Provided text —
[Start of Attachment]

Preparing for potential shutdown

While Amazing Charts' acquisition only means a change in ownership and higher degree of support from a larger vendor for existing customers, that's not always the case. Therefore, practices are smart to look for clues - and to think about a data contingency plan before a vendor announces it's shutting down.

"If you're looking for advice once the vendor [has] closed its door, you're already behind the eight ball," says Wasserman. "We advise our clients to get out there early and try to figure out what the future of your vendor and the product is."

Wasserman says that in the case of an acquisition, where a practice has advance warning, the first step a practice should take is digesting the news so it understands the implications of the change.

"It can be a good thing," says Wasserman. "Look at the track record of the acquiring vendor [and] understand their plan. The key test, long-term, is to what extent are they moving to an integrated solution?"

If a practice doesn't know in advance that its vendor is shutting down, Wasserman says it can better gauge the likelihood by looking for warning signs, such as a drop-off in service (time it takes to return a practice's request to solve a problem), or a lack in new releases and upgrades.

"If your vendor doesn't have a plan for these changes, or is very slow in reacting, you know you have a problem," says Wasserman.

In either case, a practice should prepare a contingency plan.

As IT is the backbone of the practice, practice administrators need to figure out how they will operate. "Are you going to replicate what your vendor used to do?" says Monteith. "Are you going to run it on your own server so you can buy some time?"

Another tier of protection is technical.

"You need to have someone who is technical and has expertise in backup and can get data to [backup] servers you have possession of," he says.

Starting over

Let's say the worst happens: Your vendor leaves you high and dry, or folds its product suite into another vendor's technology and you don't like the result.

In such cases, it might be more cost effective to start anew.

After you've selected a potential candidate (see http://bit.ly/EHR_Shopping for tips on EHR selection) you can hammer out the important details.

The first issue to consider is transfer of data, which your new vendor should be able to do easily.

"Normally each vendor has a game plan for converting data to a new product," says Jennings.

Next, a practice should do its best to lessen the likelihood of being in this situation again. New vendors should be checked for business solvency, by researching areas such as technology innovations and research and development investments, says Wasserman.

[End of Attachment]

Given records —
[Start of Attachment]

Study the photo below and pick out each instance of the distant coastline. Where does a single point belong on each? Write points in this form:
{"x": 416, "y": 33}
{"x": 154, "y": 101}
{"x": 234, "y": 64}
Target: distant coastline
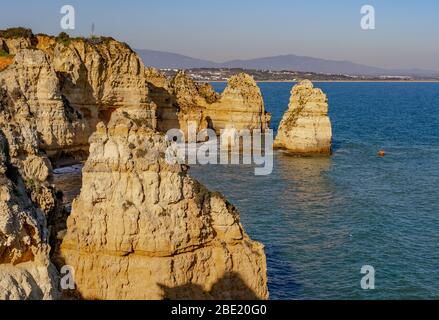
{"x": 223, "y": 74}
{"x": 341, "y": 81}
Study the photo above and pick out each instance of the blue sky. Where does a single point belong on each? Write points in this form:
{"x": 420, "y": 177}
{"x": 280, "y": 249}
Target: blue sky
{"x": 406, "y": 34}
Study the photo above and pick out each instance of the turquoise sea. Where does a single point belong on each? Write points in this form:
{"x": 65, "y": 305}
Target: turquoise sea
{"x": 321, "y": 219}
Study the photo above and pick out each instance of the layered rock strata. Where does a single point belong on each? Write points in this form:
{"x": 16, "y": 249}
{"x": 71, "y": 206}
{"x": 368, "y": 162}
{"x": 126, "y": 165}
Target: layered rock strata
{"x": 143, "y": 229}
{"x": 183, "y": 100}
{"x": 26, "y": 271}
{"x": 305, "y": 127}
{"x": 71, "y": 84}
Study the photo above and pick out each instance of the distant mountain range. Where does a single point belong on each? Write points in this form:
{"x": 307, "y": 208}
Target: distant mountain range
{"x": 167, "y": 60}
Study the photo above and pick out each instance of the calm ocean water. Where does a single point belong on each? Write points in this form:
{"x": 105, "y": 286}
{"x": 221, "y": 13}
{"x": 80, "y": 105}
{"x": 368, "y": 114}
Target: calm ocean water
{"x": 322, "y": 219}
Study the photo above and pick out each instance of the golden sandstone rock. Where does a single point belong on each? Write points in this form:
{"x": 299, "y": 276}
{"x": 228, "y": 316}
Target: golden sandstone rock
{"x": 182, "y": 100}
{"x": 305, "y": 127}
{"x": 143, "y": 229}
{"x": 140, "y": 228}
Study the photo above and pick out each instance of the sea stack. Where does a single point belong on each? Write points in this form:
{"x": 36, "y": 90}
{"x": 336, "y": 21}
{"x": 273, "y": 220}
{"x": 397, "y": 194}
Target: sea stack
{"x": 305, "y": 127}
{"x": 143, "y": 229}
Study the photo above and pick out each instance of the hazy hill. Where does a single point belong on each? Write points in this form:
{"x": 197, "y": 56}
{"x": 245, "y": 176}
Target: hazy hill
{"x": 162, "y": 60}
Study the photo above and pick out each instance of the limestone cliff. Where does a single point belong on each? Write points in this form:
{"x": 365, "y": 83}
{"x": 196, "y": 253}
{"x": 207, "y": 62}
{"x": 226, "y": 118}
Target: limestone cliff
{"x": 71, "y": 84}
{"x": 182, "y": 100}
{"x": 240, "y": 105}
{"x": 25, "y": 269}
{"x": 143, "y": 229}
{"x": 305, "y": 127}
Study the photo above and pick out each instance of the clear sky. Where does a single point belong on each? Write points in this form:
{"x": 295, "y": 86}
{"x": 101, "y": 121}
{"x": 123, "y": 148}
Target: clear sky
{"x": 406, "y": 34}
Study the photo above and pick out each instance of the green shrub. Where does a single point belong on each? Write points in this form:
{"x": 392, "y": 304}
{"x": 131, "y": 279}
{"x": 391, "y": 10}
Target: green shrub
{"x": 17, "y": 32}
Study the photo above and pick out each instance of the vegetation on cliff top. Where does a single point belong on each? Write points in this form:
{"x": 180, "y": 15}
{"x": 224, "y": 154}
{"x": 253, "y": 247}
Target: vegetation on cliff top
{"x": 17, "y": 32}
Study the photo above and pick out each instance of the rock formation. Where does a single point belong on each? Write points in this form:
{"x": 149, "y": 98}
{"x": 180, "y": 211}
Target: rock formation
{"x": 25, "y": 201}
{"x": 305, "y": 127}
{"x": 240, "y": 105}
{"x": 182, "y": 100}
{"x": 143, "y": 229}
{"x": 71, "y": 84}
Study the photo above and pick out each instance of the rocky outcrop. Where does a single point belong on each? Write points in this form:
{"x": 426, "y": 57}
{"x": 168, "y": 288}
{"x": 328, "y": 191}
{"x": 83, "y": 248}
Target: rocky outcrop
{"x": 34, "y": 90}
{"x": 143, "y": 229}
{"x": 305, "y": 127}
{"x": 25, "y": 269}
{"x": 183, "y": 100}
{"x": 71, "y": 84}
{"x": 240, "y": 106}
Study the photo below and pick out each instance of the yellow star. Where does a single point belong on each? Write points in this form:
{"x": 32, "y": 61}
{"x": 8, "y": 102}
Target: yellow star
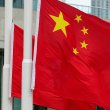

[End of Attachment]

Tasks to complete —
- A) According to the text on EHR vendor shutdowns, what warning signs can help a practice judge whether its vendor is likely to shut down?
- B) Write the next part of the text on EHR vendor shutdowns, picking up after its final sentence.

Answers to each task —
- A) A drop-off in service, meaning slower responses to a practice's requests to solve problems, and a lack of new releases and upgrades.

- B)
As a final layer of protection, practices should make sure they have solid contracts in place with their new vendors, says Monteith. These should include information on where data is stored, and how quickly it can be recovered.

"If you're an administrator, you're going to contractually make sure you have a good agreement with a vendor," says Monteith. "If the [vendor] doesn't follow through on its contract, what are you going to do?"

Philadelphia-based healthcare consultant and nonpracticing physician Scot Silverstein says a practice should have a data-migration provision of some type in its vendor contract.

"If they don't, or if it's not honored, they will likely need to pay a pretty penny to a new EHR vendor or third party for data migration to a new EHR, assuming the old vendor can and will provide the data schema, or map, terminology sets, etc., needed for the migration," he says.

There are also different considerations depending on whether a practice chooses a cloud-based or server-based product.

"The problem when it comes to using the cloud for health data is that as soon as they move the data offshore, you lose control of your data," warns Monteith. "If you're going to go with more of a server model, you need to look at the contracts, [and] make sure it's a solid company. And you also need to be making backups locally so you have possession of the data. You need to have a very solid answer to this question: What happens if our vendor goes out of business tomorrow?"

Considering all these factors ensures you'll end up with an even better EHR, and be able to say that one door's closing truly means new opportunities opening up for your practice.